---------- PAGE EXTRACT
Agreed. Or potentially just use regmap_bulk_read and rely on
the regmap internal locking to do it for you.

>
> > + if (ret < 0)
> > + return ret;
> > +
> > + *val = (hi * AP3216C_PS_LO_THR_HI_MULT) +
> > + (lo & AP3216C_PS_THR_LO_MASK);
> > +
> > + return IIO_VAL_INT;
> > +
> > + default:
> > + return -EINVAL;
> > + }
> > +
> > + default:
> > + return -EINVAL;
> > + }
> > +
> > + return -EINVAL;
> > +}
> > +
> > +static int ap3216c_read_event_config(struct iio_dev *indio_dev,
> > + const struct iio_chan_spec *chan,
> > + enum iio_event_type type,
> > + enum iio_event_direction dir)
> > +{
> > + struct ap3216c_data *data = iio_priv(indio_dev);
> > +
> > + switch (chan->type) {
> > + case IIO_LIGHT:
> > + return data->als_thresh_en;
> > +
> > + case IIO_PROXIMITY:
> > + return data->prox_thresh_en;
> > +
> > + default:
> > + return -EINVAL;
> > + }
> > +
> > + return -EINVAL;
> > +}
> > +
> > +static int ap3216c_write_event_config(struct iio_dev *indio_dev,
> > + const struct iio_chan_spec *chan,
> > + enum iio_event_type type,
> > + enum iio_event_direction dir, int state)
--------------------
---------- RECORDED INFORMATION
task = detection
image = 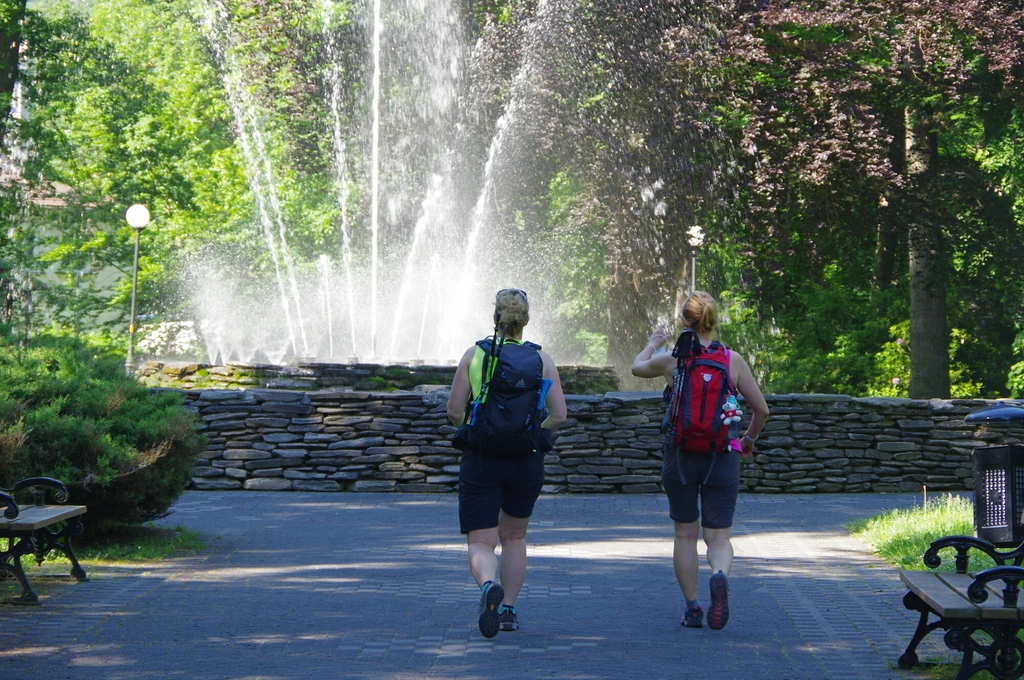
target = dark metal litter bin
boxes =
[964,401,1024,548]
--------------------
- **EXERCISE TASKS**:
A: Reproduce the detection entry for the dark metal litter bin line for line, leaving the picture out of your copy.
B: Extend the AP3216C driver patch review past its final line.
The AP3216C patch review and the entries have no connection to each other.

- **THE REPLIES**:
A:
task = detection
image = 
target = dark metal litter bin
boxes =
[964,401,1024,548]

B:
> > +{
> > + struct ap3216c_data *data = iio_priv(indio_dev);
> > +
> > + switch (chan->type) {
> > + case IIO_LIGHT:
> > + data->als_thresh_en = state;
> > + return 0;
> > +
> > + case IIO_PROXIMITY:
> > + data->prox_thresh_en = state;
> > + return 0;
> > +
> > + default:
> > + return -EINVAL;
> > + }
> > +
> > + return -EINVAL;
> > +}
> > +
> > +static const struct regmap_config ap3216c_regmap_config = {
> > + .reg_bits = 8,
> > + .val_bits = 8,
> > + .max_register = AP3216C_PS_HI_THR_HI,
> > +};
> > +
> > +/**
> > + * Returns integral part of decimal between 0.0 and 3.984275
> > + */
> > +static int ap3216c_als_calibscale_int(int val)
> > +{
> > + if (val > AP3216C_ALS_CALIB_INT_MAX)
> > + return AP3216C_ALS_CALIB_INT_MAX;
> > +
> > + if (val <= AP3216C_ALS_CALIB_INT_MIN)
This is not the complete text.